● **EXERCISE INSTRUCTIONS**
Copy out the material below word for word, line by line, without changing anything.

## START

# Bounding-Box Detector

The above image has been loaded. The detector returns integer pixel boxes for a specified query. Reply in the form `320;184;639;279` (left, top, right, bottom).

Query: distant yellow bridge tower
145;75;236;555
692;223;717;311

## END

● **ANSWER TO THE TASK**
# Bounding-Box Detector

The above image has been loaded. The detector returns integer pixel boxes for a specified query. Reply in the form `320;184;639;279` (left, top, right, bottom).

Query: distant yellow bridge tower
145;75;236;555
692;223;717;311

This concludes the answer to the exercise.